━━━━━ PAGE EXTRACT ━━━━━

Sam’s dad was an identical twin, although identical twins are not genetic — they result from one fertilised egg randomly splitting in two, so there’s no familial link there. These first-time parents of two peas in a pod have just celebrated their seven-year anniversary and have already established a flexible feeding/sleeping schedule that seems to be working swimmingly. Sam continues: “I’ve been involved in a number of other cafes and start-ups before opening Commonfolk so I know about hard work. This is the first time I’ve taken personal leave in six years and am really enjoying the time with Eliza and the girls. Yes, we’re not getting as much sleep as we used to and I’m on about five or six coffees a day, but it’s fantastic. I’m trying to convince Eliza to bring them into work every day when I’m there, which should be easy as we live close by. I’ve already got about 30 staff who have put their hands up for babysitting. It’s going to take a whole village to raise these girls.”
Giving birth naturally to twins is no mean feat, especially if there’s a breech baby involved. Twelve hours of labour later and Sam says his admiration for Eliza’s strength and determination is endless. He concludes: “Because the girls shared a placenta and there was the risk of complications like twin-to-twin infusion, both Hazel and Murphy had their own physician and midwife. I am amazed at how Eliza did it. She’s breast-feeding both of them now too. Just so amazing. Hazel and Murphy’s welfare will always be top priority.”
Mornington Peninsula Magazine congratulates this Peninsula-born-and-bred guy and his wife living the not-so-common family life.

━━━━━ PROVIDED RECORDS ━━━━━

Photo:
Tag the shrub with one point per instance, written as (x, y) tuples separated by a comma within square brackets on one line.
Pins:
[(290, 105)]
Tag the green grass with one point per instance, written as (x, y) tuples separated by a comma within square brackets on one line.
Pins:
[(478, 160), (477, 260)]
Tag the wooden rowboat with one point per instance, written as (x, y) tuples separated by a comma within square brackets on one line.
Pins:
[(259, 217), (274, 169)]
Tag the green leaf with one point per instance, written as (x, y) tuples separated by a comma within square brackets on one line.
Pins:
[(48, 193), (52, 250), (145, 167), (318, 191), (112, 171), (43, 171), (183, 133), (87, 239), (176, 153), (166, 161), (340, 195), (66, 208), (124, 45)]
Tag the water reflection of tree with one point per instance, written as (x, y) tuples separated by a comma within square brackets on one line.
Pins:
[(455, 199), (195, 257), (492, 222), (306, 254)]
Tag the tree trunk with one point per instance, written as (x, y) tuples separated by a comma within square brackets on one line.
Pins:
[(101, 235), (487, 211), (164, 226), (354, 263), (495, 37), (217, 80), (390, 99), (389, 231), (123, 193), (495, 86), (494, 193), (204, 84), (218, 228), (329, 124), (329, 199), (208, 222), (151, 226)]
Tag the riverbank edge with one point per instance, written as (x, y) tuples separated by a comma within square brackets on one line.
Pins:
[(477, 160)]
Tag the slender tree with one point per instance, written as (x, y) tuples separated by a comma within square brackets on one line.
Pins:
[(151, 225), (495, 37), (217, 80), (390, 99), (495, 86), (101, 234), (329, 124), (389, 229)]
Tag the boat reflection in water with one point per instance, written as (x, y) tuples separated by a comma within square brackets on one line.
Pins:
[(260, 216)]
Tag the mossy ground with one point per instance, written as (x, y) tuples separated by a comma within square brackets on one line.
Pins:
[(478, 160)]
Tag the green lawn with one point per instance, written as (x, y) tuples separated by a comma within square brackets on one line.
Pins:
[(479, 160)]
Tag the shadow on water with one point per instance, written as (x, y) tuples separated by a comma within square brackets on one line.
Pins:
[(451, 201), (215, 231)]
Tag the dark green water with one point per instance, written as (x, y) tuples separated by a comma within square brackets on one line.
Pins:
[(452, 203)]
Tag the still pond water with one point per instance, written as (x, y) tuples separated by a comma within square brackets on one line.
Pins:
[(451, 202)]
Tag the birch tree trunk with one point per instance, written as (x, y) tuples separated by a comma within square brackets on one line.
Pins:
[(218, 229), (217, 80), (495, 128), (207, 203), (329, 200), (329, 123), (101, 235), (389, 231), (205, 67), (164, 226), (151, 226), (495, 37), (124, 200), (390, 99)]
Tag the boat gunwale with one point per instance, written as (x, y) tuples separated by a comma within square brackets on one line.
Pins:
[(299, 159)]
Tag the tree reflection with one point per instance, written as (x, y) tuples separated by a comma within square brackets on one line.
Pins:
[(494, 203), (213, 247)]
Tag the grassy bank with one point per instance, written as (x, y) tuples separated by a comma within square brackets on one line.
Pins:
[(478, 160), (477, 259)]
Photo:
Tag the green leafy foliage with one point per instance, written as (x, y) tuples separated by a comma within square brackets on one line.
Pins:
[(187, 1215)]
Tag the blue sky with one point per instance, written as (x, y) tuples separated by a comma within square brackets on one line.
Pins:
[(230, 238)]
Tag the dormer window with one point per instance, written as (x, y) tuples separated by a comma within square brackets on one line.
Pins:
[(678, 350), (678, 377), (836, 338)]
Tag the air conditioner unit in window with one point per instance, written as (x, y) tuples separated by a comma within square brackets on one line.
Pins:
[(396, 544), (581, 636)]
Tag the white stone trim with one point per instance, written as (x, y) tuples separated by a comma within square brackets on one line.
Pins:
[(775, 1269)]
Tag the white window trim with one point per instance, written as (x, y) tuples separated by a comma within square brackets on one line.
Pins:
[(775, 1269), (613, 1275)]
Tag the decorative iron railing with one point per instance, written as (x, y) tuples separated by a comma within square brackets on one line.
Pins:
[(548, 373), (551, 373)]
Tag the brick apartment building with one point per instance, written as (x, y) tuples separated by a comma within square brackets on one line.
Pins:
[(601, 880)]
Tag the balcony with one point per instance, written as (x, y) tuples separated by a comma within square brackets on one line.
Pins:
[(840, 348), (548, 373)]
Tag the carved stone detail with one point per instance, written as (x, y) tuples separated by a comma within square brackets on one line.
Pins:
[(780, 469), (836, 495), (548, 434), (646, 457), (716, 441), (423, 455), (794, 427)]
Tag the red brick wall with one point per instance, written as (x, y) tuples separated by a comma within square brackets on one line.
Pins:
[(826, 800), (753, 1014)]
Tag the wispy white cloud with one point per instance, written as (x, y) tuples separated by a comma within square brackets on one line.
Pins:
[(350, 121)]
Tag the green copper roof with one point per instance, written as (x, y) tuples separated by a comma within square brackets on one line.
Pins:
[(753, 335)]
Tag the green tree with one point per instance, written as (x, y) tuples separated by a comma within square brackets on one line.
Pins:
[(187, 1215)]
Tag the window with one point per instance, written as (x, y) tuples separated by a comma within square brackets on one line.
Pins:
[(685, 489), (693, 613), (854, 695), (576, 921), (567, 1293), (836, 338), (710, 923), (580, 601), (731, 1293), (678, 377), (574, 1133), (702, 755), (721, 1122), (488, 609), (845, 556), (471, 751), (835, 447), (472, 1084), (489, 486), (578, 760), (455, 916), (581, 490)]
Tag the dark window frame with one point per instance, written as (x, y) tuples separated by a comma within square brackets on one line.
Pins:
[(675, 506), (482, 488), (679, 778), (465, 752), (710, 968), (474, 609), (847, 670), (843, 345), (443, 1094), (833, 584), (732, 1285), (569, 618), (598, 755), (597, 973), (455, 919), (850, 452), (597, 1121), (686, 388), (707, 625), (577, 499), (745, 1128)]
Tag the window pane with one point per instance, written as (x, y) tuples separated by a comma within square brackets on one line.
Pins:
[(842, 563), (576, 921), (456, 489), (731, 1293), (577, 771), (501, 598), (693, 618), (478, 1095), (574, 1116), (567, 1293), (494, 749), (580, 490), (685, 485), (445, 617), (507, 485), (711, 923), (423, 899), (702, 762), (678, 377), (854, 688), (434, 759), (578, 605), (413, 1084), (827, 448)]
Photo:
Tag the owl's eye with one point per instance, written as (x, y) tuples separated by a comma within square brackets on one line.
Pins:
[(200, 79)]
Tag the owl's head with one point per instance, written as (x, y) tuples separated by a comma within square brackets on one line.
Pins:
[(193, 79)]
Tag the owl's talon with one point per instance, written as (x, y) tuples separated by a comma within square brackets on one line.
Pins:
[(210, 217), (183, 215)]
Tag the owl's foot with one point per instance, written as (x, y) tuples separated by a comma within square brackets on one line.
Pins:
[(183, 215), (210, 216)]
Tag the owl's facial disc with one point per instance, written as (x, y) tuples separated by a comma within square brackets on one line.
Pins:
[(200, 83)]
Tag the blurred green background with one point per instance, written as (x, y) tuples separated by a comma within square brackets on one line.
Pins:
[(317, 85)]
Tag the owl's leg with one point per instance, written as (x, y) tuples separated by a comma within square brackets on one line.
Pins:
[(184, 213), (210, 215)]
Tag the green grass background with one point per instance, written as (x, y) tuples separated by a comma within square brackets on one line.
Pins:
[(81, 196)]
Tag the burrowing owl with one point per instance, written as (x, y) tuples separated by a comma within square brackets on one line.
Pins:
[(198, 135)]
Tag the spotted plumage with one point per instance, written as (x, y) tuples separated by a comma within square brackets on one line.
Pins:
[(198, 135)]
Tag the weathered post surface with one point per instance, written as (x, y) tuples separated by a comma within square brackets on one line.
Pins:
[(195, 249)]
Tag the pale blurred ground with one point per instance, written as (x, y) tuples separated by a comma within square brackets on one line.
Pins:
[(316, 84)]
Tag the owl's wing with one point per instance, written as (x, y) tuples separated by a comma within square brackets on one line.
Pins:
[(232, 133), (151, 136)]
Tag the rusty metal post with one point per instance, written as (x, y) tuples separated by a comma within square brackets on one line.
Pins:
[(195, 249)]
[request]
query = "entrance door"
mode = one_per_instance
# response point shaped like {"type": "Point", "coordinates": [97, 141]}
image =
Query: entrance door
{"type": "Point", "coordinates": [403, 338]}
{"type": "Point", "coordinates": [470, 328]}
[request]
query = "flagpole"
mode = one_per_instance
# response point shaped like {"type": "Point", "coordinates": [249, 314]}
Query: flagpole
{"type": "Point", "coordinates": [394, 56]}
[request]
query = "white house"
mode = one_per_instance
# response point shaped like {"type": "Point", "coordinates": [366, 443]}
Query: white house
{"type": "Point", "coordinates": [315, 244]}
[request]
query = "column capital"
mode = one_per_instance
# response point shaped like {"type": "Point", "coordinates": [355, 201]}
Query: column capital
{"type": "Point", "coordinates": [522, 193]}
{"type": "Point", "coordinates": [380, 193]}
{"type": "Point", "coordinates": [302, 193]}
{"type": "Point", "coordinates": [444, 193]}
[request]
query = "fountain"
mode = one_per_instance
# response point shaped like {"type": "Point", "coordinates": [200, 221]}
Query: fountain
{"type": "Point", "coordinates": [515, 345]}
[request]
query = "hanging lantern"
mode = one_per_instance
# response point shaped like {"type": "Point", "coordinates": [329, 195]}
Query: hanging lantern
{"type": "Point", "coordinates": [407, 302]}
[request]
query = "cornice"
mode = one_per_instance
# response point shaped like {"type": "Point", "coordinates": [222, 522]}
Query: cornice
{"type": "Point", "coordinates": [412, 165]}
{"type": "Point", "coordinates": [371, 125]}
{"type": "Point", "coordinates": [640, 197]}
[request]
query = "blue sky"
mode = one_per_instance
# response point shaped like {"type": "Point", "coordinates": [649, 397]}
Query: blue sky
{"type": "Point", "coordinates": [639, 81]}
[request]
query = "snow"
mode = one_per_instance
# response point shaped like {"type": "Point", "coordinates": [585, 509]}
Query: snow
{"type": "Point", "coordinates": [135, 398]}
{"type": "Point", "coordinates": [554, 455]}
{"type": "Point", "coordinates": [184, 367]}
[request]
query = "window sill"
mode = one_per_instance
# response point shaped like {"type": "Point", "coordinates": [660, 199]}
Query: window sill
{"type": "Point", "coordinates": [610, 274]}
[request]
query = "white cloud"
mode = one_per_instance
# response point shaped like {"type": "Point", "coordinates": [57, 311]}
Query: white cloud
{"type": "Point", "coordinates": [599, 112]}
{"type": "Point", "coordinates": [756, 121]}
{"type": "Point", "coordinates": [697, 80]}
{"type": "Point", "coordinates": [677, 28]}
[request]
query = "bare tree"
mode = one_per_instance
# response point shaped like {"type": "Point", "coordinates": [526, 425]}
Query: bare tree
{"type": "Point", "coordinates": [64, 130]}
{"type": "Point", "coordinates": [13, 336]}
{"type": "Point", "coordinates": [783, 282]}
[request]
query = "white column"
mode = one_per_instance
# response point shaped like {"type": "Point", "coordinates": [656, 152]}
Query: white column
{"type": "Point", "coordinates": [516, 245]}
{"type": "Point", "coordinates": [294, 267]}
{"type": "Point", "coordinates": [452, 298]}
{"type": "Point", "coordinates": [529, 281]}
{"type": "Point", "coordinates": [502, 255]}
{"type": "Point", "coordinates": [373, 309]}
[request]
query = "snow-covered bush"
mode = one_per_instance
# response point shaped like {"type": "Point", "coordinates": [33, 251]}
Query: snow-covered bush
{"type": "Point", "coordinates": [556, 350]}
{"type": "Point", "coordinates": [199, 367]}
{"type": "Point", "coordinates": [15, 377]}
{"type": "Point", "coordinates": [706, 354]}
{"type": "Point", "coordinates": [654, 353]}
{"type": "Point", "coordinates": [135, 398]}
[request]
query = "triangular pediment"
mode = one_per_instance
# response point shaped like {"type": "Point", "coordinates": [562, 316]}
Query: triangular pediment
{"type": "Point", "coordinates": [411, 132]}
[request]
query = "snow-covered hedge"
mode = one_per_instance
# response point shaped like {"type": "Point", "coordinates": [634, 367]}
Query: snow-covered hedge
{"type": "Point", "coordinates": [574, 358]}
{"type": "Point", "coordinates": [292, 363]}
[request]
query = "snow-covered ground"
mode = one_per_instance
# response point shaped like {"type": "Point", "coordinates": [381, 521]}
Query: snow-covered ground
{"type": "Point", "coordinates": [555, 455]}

━━━━━

DIRECTIONS:
Retype the stretch of the twins article from "Giving birth naturally" through "not-so-common family life.". The rows have no connection to the article about Sam and Eliza's twins.

ANSWER TO THIS TASK:
Giving birth naturally to twins is no mean feat, especially if there’s a breech baby involved. Twelve hours of labour later and Sam says his admiration for Eliza’s strength and determination is endless. He concludes: “Because the girls shared a placenta and there was the risk of complications like twin-to-twin infusion, both Hazel and Murphy had their own physician and midwife. I am amazed at how Eliza did it. She’s breast-feeding both of them now too. Just so amazing. Hazel and Murphy’s welfare will always be top priority.”
Mornington Peninsula Magazine congratulates this Peninsula-born-and-bred guy and his wife living the not-so-common family life.